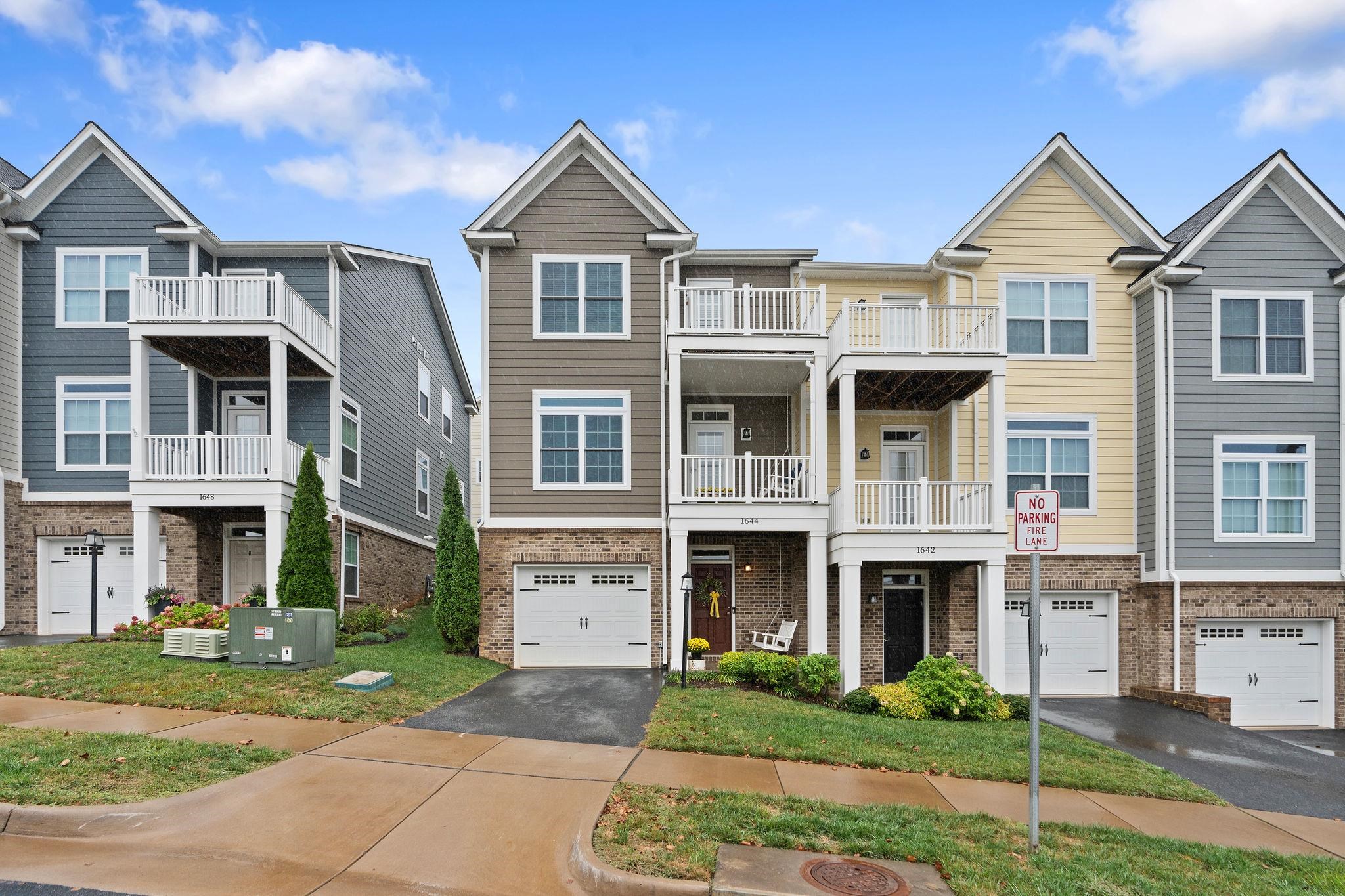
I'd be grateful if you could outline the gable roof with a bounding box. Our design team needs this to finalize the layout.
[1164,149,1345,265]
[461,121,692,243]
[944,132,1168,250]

--

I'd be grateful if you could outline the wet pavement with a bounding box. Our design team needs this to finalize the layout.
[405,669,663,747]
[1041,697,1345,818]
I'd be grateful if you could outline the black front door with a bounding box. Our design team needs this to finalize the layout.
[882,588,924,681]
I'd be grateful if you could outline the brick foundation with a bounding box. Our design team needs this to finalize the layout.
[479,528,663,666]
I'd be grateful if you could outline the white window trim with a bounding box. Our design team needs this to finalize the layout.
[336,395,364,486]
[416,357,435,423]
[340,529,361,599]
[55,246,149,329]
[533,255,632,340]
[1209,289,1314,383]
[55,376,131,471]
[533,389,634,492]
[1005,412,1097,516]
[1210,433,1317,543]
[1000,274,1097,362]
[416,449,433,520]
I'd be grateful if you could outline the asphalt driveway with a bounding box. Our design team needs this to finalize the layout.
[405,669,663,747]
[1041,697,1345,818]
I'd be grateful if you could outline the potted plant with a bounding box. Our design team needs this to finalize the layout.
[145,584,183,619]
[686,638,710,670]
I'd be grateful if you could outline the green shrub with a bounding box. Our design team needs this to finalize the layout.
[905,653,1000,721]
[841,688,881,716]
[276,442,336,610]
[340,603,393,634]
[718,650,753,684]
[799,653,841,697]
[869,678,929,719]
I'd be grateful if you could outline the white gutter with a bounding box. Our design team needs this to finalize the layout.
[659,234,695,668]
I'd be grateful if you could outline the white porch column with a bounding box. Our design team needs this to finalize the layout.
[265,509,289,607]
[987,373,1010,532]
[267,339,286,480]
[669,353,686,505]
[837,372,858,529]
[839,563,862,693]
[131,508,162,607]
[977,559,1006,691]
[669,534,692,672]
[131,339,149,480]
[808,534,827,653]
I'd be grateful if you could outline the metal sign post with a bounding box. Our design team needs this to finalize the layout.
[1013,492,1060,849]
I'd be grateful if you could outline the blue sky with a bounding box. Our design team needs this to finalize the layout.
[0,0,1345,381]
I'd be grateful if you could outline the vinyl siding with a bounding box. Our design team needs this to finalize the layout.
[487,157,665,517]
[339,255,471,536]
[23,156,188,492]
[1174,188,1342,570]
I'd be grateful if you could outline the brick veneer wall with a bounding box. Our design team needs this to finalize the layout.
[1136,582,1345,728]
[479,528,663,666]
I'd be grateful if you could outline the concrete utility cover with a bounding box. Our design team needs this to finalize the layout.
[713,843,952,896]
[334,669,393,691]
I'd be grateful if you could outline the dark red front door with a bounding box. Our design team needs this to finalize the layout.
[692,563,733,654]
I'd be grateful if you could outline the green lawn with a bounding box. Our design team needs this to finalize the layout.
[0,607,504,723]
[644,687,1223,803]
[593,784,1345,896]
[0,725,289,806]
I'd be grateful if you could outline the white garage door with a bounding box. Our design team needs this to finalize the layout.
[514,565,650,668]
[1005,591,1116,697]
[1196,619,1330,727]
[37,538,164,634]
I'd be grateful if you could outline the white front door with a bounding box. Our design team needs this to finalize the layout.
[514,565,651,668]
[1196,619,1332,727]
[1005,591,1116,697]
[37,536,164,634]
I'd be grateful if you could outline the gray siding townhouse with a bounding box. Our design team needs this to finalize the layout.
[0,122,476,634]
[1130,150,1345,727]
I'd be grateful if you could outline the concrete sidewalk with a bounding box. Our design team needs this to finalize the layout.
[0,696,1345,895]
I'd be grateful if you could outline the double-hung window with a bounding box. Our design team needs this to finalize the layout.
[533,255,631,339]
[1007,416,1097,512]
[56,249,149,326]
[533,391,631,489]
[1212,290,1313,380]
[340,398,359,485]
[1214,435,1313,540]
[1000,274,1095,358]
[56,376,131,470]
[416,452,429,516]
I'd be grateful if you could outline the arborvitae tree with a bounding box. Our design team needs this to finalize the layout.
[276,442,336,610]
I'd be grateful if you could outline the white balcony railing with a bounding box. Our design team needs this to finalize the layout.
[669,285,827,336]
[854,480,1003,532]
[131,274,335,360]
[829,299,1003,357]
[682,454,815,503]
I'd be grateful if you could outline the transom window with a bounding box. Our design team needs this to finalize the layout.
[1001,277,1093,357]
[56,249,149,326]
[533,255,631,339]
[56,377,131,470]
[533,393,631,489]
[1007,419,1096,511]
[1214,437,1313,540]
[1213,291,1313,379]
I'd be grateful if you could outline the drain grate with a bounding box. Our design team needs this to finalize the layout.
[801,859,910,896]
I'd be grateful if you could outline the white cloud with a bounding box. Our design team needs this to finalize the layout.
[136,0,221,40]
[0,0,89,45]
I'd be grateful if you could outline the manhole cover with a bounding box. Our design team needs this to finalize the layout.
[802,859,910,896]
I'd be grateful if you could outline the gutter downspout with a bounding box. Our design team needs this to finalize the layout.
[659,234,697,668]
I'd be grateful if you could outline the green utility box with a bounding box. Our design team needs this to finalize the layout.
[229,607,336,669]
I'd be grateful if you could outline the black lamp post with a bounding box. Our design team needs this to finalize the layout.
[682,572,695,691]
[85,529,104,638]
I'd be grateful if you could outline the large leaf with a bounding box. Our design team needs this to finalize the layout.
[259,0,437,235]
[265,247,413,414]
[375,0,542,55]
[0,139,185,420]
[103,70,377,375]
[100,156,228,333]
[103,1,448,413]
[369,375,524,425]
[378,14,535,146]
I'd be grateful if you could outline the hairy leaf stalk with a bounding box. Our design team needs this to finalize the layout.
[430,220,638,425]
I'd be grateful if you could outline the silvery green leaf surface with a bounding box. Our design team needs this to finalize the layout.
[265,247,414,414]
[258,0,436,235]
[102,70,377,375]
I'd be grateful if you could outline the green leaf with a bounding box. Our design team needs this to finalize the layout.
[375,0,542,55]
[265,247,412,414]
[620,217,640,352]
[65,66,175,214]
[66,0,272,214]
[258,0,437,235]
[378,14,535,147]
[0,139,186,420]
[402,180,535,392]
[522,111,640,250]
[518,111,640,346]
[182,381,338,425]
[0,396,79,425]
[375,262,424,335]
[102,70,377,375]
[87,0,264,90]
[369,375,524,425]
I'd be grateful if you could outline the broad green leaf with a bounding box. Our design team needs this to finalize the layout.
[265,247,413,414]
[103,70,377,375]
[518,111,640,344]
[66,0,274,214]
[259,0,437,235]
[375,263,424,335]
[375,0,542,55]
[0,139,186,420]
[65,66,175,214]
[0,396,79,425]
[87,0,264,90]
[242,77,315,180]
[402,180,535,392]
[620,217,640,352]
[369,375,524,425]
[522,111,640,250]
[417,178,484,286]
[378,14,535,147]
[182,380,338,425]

* * *

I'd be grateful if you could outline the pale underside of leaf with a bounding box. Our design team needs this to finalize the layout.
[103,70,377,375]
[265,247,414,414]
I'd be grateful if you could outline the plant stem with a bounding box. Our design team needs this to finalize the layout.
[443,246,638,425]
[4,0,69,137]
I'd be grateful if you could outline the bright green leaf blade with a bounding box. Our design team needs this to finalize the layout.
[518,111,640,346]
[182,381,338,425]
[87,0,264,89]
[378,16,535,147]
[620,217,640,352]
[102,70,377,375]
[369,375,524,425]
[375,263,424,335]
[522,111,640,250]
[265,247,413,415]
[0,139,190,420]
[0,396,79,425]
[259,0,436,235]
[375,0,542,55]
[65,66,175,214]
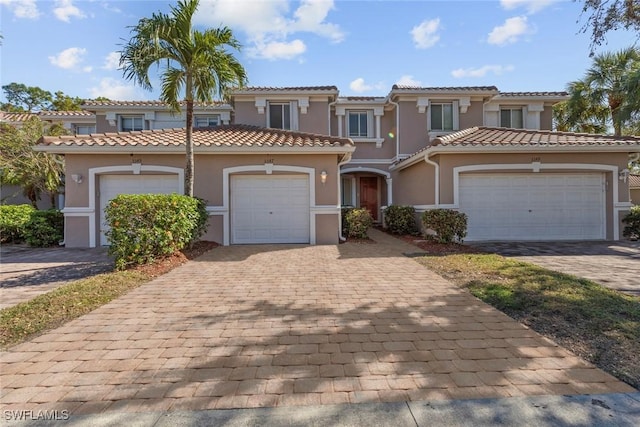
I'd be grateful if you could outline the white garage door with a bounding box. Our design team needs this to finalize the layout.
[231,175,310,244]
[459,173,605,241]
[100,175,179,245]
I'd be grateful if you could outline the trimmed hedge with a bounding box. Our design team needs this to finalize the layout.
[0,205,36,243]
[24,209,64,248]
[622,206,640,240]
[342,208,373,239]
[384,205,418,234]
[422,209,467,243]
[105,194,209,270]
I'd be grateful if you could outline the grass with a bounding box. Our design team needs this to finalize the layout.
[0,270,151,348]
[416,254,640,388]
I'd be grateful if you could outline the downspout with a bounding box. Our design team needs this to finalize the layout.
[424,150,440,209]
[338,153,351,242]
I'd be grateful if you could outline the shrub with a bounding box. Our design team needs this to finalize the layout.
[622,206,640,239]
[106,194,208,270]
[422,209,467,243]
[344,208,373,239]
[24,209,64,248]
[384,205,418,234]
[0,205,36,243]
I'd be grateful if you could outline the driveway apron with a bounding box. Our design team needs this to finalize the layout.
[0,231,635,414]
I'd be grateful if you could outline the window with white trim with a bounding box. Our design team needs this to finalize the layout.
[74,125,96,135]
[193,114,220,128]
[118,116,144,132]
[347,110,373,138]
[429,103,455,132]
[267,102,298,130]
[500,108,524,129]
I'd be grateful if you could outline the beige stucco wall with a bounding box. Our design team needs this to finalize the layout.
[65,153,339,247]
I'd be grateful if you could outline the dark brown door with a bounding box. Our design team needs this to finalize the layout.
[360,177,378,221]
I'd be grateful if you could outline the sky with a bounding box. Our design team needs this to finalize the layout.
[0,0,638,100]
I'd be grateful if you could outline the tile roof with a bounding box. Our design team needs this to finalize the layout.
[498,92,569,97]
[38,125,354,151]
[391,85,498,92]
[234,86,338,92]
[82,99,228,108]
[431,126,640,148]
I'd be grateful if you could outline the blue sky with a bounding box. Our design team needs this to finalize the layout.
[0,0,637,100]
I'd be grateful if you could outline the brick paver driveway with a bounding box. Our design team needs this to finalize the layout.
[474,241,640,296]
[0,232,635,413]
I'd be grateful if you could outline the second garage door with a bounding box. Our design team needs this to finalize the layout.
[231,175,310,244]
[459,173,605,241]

• _Instructions to follow_:
Repeat the data word for word, beginning at the line that contains "I'd be grateful if you could outline the gable" and stopping after the line that contains "[944,132,1168,250]".

• _Completed task_:
I'd be grateful if you could outline the gable roof with a bounding box. Our design team needs this to finalize the layout.
[1164,149,1345,265]
[461,121,692,243]
[944,132,1168,250]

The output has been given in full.